Count the lines in the records below that contain the string "blue". Reply with the number only.

##### Exercise inputs #####

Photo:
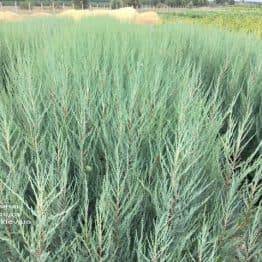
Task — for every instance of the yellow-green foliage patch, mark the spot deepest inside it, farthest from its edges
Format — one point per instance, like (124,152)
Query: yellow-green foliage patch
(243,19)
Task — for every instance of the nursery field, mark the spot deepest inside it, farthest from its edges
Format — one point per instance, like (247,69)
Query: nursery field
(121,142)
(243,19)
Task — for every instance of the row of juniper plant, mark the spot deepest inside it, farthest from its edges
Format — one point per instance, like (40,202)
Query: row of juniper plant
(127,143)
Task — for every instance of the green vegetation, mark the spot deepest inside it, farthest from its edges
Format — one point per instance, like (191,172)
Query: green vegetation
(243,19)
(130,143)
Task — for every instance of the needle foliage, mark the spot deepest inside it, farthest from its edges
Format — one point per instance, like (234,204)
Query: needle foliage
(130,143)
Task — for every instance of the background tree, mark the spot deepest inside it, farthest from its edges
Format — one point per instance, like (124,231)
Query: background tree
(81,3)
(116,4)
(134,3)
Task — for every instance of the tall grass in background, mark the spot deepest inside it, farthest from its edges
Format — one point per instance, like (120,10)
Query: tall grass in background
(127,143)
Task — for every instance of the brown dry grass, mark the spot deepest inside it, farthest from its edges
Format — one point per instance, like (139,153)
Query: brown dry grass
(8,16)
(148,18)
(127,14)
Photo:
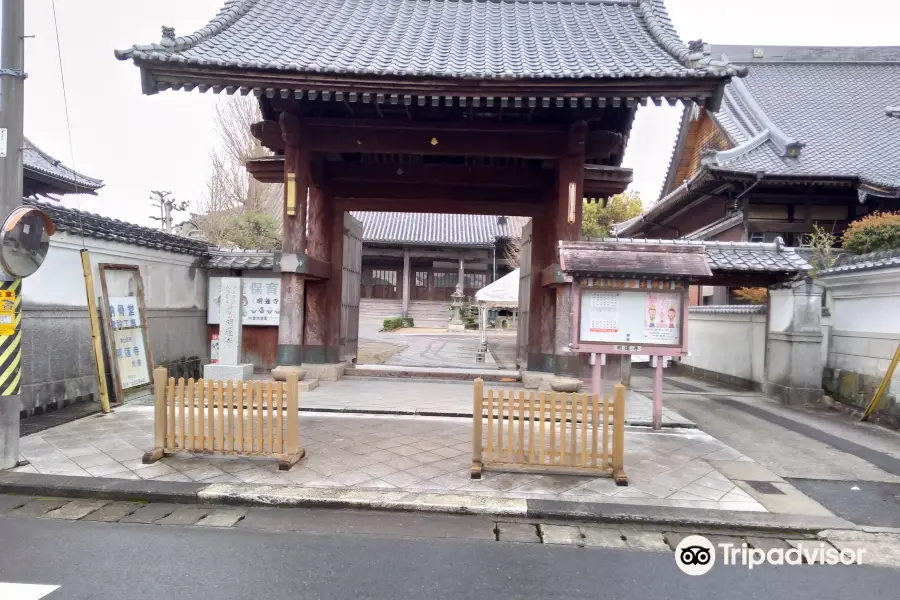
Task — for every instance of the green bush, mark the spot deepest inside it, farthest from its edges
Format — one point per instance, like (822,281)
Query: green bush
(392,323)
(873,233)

#####
##### Exercise inputs #####

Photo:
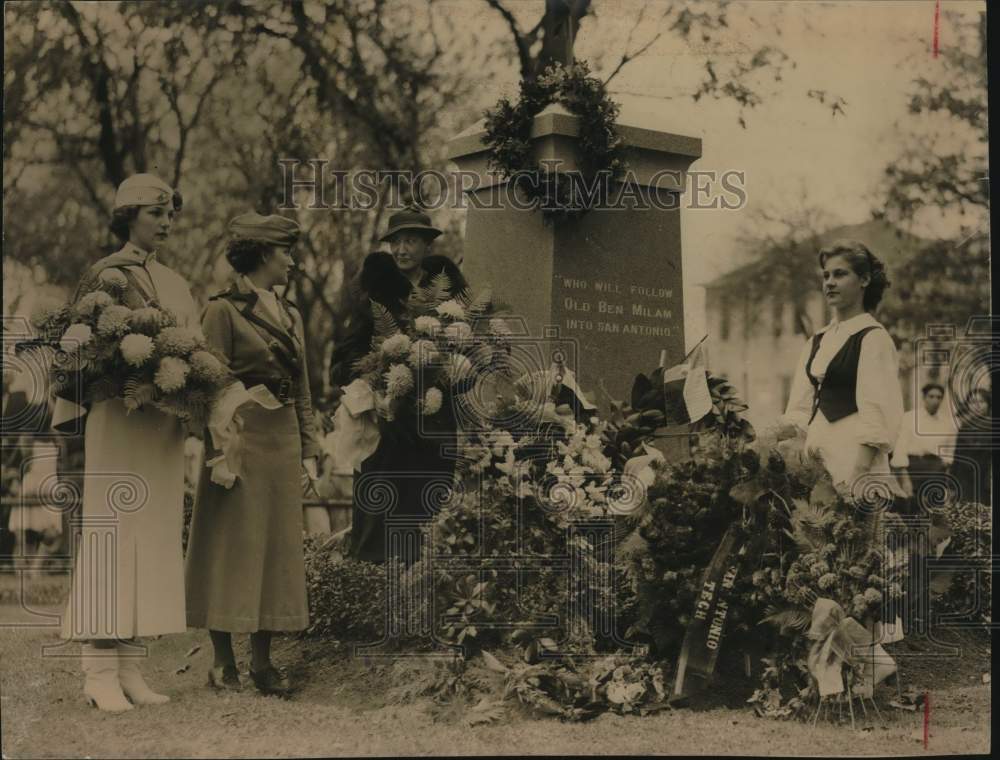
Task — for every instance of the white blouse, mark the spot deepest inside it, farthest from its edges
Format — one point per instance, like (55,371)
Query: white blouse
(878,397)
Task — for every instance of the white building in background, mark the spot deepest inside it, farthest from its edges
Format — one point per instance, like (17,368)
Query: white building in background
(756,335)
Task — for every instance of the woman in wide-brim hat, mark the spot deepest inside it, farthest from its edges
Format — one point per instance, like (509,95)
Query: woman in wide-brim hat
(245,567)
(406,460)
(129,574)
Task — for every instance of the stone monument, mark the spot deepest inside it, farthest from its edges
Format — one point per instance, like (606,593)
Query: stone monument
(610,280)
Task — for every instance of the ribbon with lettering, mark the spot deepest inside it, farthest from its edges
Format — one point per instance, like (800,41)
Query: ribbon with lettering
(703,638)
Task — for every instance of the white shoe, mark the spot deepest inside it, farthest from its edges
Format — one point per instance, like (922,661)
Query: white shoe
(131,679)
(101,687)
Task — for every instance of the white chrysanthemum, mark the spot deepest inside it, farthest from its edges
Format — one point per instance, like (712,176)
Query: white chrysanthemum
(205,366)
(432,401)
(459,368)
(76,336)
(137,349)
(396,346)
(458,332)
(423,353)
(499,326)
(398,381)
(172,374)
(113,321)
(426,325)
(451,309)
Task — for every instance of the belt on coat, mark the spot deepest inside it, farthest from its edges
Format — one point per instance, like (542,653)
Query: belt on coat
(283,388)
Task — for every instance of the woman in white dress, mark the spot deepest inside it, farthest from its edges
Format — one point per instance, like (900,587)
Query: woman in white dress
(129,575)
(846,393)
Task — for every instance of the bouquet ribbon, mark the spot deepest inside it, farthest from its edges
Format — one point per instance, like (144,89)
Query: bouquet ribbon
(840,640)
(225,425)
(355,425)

#####
##### Exercise inputs #####

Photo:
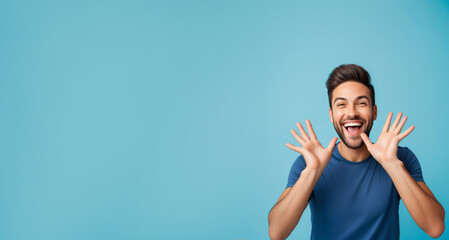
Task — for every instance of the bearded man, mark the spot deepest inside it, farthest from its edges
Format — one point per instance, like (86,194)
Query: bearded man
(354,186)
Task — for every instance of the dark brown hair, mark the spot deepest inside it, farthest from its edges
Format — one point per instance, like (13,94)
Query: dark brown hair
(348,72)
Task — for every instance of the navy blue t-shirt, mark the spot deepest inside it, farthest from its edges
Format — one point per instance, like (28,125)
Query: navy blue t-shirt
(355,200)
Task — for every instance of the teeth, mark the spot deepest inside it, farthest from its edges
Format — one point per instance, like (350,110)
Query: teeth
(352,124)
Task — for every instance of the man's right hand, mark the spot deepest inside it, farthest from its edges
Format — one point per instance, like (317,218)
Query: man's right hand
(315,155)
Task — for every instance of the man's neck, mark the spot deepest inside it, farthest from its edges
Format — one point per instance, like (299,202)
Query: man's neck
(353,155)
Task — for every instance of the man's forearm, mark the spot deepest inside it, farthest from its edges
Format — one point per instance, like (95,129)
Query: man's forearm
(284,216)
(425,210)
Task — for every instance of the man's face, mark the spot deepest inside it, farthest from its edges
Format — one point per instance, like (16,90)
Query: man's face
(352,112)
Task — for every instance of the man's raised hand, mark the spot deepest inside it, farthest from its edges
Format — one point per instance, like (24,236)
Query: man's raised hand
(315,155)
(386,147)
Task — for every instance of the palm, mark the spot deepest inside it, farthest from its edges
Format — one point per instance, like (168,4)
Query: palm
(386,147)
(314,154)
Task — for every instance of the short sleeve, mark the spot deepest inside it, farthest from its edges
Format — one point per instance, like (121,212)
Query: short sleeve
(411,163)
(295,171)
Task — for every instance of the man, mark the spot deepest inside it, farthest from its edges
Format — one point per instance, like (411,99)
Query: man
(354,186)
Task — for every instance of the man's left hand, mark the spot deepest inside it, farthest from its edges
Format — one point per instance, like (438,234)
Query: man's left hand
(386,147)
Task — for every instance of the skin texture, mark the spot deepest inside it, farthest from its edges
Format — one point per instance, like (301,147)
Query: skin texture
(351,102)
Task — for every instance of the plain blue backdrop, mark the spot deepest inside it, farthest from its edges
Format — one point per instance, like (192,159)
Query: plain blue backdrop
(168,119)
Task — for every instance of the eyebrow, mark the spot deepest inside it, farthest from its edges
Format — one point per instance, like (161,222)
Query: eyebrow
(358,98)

#####

- **Reply**
4